Aim
Do the following statements agree with the birding text: (a) the Three-wattled Bellbird seen on Monday was a male, (b) the San Ramon-La Fortuna road is paved, and (c) the writer reached the cloud forests of the Manuel Brenes Reserve? For each, answer yes or no and quote the deciding words of the text.

Text segment
-- start --

Birding tours in Costa Rica tend to visit the best sites, especially when the tour is organized local experts. However, no matter how good a site is, it might not make it onto a tour because of factors related to logistics. For example, even if a Great Jacamar was living in those woods, visiting the area may require too much of a detour from the tour route. Or, the site with the hawk-eagles and parrotlets is just too difficult to bird with a group. This is why most tours don’t make it to Rara Avis, El Copal, or sites south of Limon. Some do, but most don’t and it’s also why most birding tours in Costa Rica don’t check out the excellent sites along the San Ramon-La Fortuna road. Although that route is a good and paved road and easy to visit, it’s just hard to fit into most of the classic Costa Rica birding itineraries.

Nevertheless, that doesn’t mean that a birder can’t visit on his or her own and possibly see Blue-and-Gold Tanager, Bare-necked Umbrellabird, and Three-wattled Bellbird. Go to the right places and you might see those megas and much more! I was reminded of the quality birding in this area during a recent morning on the road to Manuel Brenes Reserve.

Although I never actually make it to the excellent cloud forests of the university owned reserve, high quality birding on the road there is par for the course and with good reason. As with so many other great birding sites, it’s all about the habitat and since this road passes through an extensive area of mature foothill/middle elevation rainforest, the species count is typically high and punctuated with the uncommon.

Some highlights and tidbits from a recent morning:

Three-wattled Bellbird

Although it is likely seasonal, this mega cotinga is regularly heard and seen in the area of the Manuel Brenes Reserve. The one on Monday was a female that appeared in the mist, a dove-sized bird perched on an exposed branch of a roadside Cecropia. She let us watch her for a good spell before swooping off her perch and into the misty green of the forest.

Mixed mega flock

White-throated Shrike-Tanager

Mixed flocks can be composed of a handful of birds, ten species, or many birds of many species racing through the trees for some frenzied over stimulation of the avian kind. Usually, the better the habitat, the more likely a birder will encounter such a memorable experience. We had one of these the other morning, although I couldn’t get on all of the birds, we had nice looks at White-throated Shrike-Tanager along with various other tanagers, woodcreepers, Russet Antshrike, flycatchers and so on.

-- end --

Collected data
-- start --

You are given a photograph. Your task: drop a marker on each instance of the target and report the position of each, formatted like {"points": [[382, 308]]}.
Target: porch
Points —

-- end --

Output for this task
(a) No: "The one on Monday was a female"
(b) Yes: "that route is a good and paved road and easy to visit"
(c) No: "I never actually make it to the excellent cloud forests of the university owned reserve"